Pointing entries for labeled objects
+ + + + +

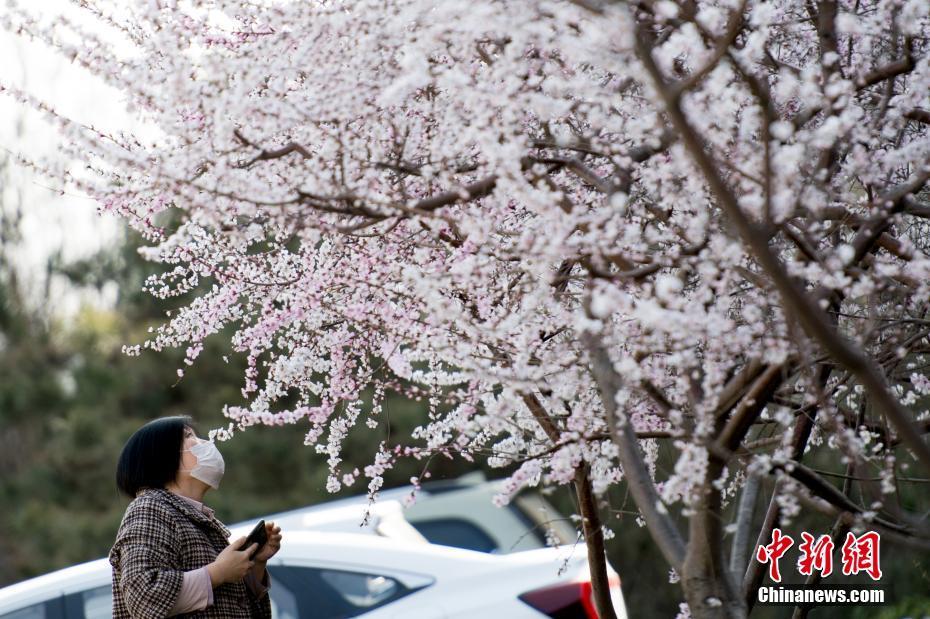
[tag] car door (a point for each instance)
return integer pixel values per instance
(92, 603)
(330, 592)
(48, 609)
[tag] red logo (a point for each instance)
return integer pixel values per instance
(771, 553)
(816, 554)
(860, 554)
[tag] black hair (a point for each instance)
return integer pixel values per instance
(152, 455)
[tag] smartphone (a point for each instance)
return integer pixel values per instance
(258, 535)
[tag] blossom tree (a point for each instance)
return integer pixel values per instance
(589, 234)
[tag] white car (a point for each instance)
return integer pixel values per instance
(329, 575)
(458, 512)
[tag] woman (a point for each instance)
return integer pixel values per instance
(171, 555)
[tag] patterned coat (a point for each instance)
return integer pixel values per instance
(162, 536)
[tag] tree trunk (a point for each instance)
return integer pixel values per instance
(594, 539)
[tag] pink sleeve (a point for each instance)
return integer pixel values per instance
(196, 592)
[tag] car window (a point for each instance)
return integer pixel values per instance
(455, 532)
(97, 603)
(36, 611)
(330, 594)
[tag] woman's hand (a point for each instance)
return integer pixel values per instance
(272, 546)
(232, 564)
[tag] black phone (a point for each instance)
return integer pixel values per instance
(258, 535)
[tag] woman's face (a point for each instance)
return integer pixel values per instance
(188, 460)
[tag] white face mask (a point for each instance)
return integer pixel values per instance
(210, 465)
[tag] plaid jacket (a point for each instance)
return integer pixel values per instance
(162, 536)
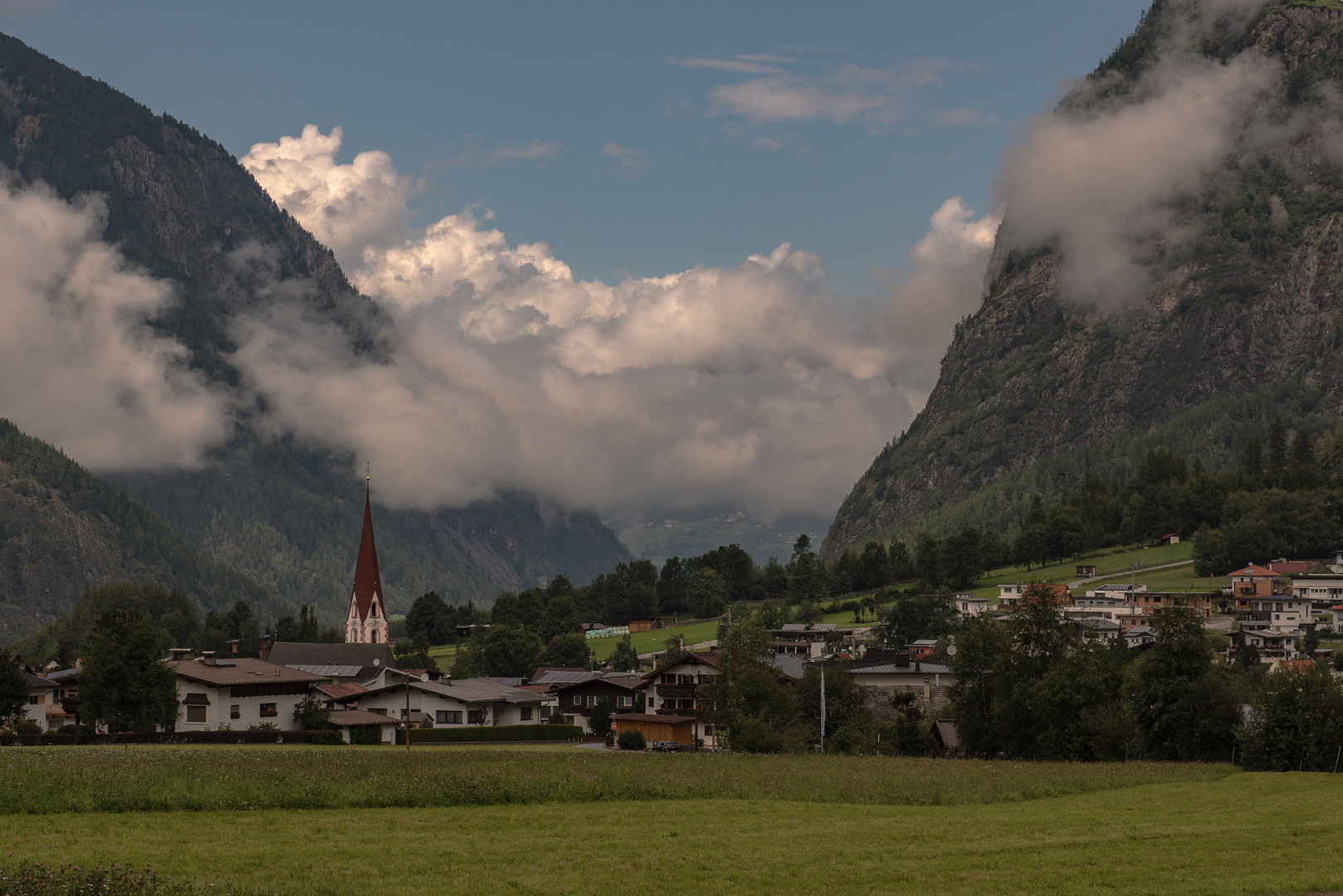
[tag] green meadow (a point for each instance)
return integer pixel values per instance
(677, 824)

+ + + + +

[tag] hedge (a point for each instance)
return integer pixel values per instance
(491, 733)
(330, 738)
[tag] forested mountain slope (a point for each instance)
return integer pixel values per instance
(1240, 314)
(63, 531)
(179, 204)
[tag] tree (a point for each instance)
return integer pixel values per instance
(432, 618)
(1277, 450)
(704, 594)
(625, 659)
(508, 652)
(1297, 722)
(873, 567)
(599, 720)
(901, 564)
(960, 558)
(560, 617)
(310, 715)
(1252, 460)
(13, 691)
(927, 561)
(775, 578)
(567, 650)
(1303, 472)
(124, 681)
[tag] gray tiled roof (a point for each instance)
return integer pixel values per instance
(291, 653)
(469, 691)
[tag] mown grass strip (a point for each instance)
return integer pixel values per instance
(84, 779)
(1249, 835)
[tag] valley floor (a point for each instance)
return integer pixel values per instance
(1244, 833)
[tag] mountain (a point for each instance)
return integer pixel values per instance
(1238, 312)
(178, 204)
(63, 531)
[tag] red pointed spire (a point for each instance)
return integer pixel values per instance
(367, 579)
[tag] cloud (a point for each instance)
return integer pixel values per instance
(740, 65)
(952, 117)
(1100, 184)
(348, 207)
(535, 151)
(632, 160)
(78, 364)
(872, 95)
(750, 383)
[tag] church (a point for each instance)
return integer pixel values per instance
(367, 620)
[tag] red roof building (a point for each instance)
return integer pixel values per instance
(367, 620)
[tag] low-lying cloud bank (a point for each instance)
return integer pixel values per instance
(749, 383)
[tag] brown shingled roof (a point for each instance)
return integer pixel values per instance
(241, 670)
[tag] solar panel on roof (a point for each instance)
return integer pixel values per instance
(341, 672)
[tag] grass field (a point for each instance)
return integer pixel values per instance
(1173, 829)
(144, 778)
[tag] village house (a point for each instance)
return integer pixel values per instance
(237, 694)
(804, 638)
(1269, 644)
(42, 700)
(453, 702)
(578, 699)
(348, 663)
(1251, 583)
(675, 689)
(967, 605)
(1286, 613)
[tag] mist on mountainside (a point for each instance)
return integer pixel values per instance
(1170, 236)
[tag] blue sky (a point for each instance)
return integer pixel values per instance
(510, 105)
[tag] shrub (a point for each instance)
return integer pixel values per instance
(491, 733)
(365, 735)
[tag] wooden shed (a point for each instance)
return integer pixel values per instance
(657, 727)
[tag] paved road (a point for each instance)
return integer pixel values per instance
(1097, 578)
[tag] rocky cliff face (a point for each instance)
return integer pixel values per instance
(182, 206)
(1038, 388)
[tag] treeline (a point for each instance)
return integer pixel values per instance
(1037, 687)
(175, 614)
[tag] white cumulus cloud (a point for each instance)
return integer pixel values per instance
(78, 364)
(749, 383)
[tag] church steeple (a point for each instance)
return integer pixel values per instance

+ + + + +

Task directions
Copy out, word for word, the stretch of material from the line containing "[tag] solar panel" through the line containing "(1286, 613)", including both of those lines.

In response
[tag] solar panel on roof (a point for each instance)
return integer pixel values per instance
(341, 672)
[tag] grass field (a point for each instance)
return integer pixel values per instance
(1173, 829)
(144, 778)
[tag] village house (a point for each instance)
return integer pixel values per instance
(237, 694)
(804, 638)
(1269, 644)
(42, 700)
(453, 702)
(578, 699)
(348, 663)
(1251, 583)
(675, 689)
(967, 605)
(1286, 613)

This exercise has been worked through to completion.